▶ SHORT PROBLEM A: Transcribe the part of the mailing-list thread on trigonometric functions in degrees between "No, I meant" and "the committer's discretion.", inclusive.
· · · ·
The first patch looks fine to me, a nitpick:
+       /* Be sure to throw an error if the input is infinite --- see dcos */
s/dcos/docs

For patch 2, another nitpick :)
+       return ( sin(x * (M_PI / 180.0)) / sin(30.0 * (M_PI / 180.0)) ) / 2.0;
parenthesis format looks incorrect, too many spaces at the border.

Except those things the second patch looks good to me as well. Let's
have a committer look at it.
-- 
Michael



Re: Proposal: Trigonometric functions in degrees

From
Dean Rasheed
Date:
On 19 January 2016 at 06:32, Michael Paquier <michael.paquier@gmail.com> wrote:
> The first patch looks fine to me, a nitpick:
> +       /* Be sure to throw an error if the input is infinite --- see dcos */
> s/dcos/docs
>

No, I meant dcos the function there. I would normally write that as
dcos() to indicate that it is a function, but I thought the convention
here was to omit the parentheses after function names. Looking again,
I see several examples of function names with parentheses in comments,
so they could be added here, or the comment could be written a
different way. I'm happy to leave that to the committer's discretion.


> For patch 2, another nitpick :)
· · · ·
▶ SHORT PROBLEM B: Rewrite the listing between the line holding "skin as a single point per instance." and the end of the listing, inclusive, changing "benchmark card" to "evaluation card" and keeping everything else the same.

▶ SUPPLIED MATERIAL:
· · · ·
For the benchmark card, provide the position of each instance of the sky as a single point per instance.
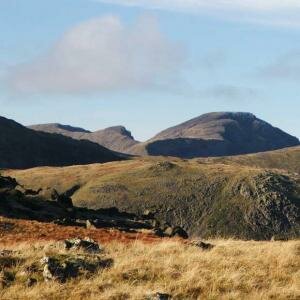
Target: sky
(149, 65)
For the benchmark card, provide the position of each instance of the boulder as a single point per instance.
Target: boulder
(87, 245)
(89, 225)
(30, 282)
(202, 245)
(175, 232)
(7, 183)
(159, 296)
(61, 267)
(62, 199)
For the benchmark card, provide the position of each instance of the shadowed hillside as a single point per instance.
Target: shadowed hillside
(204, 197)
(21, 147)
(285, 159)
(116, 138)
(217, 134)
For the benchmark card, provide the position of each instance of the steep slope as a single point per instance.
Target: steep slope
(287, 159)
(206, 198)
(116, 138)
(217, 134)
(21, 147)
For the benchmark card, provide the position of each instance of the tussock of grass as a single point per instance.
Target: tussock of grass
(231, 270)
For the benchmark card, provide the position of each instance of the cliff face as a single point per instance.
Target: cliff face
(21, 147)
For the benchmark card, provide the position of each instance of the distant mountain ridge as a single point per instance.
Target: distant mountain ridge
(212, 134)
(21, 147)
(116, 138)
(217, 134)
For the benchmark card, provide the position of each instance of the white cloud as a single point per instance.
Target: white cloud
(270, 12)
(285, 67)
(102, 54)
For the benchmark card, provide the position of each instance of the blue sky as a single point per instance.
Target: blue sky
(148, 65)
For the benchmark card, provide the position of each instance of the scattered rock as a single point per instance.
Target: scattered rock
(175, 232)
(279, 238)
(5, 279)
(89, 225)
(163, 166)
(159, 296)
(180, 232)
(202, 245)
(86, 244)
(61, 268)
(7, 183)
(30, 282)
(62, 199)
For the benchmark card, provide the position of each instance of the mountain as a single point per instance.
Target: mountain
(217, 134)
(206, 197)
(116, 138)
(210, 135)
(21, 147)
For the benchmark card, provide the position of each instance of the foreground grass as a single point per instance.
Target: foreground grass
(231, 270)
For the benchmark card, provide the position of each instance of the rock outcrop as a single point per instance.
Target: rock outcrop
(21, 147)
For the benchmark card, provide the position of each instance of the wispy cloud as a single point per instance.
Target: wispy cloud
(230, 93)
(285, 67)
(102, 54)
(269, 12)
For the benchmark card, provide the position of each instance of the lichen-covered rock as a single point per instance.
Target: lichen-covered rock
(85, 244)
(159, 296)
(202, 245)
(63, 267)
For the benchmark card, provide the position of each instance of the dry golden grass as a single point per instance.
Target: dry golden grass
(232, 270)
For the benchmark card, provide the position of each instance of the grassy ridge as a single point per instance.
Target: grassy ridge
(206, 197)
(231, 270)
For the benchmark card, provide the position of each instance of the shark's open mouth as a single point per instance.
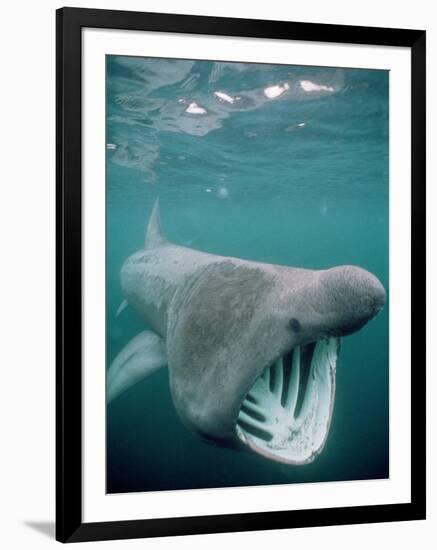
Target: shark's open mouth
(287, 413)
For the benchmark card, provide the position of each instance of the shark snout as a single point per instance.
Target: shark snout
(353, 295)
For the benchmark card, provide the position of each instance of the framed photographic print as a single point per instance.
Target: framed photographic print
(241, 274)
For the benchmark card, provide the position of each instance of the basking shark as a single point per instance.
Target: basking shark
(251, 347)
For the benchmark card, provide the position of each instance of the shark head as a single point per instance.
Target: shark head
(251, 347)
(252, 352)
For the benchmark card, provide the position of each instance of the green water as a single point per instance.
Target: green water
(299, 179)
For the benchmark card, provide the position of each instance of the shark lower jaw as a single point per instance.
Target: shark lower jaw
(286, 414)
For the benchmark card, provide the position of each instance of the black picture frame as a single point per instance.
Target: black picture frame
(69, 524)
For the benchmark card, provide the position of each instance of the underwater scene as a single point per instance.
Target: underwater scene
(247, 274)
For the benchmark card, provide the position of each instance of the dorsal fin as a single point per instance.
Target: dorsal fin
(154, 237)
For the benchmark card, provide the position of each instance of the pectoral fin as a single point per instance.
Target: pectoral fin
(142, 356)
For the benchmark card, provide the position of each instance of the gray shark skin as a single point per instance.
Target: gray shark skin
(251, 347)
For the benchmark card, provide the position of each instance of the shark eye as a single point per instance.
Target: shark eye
· · · ·
▶ WRITTEN SOLUTION A:
No, I meant dcos the function there. I would normally write that as
dcos() to indicate that it is a function, but I thought the convention
here was to omit the parentheses after function names. Looking again,
I see several examples of function names with parentheses in comments,
so they could be added here, or the comment could be written a
different way. I'm happy to leave that to the committer's discretion.

▶ WRITTEN SOLUTION B:
For the evaluation card, provide the position of each instance of the gray shark skin as a single point per instance.
Target: gray shark skin
(251, 347)
For the evaluation card, provide the position of each instance of the shark eye as a single point per instance.
Target: shark eye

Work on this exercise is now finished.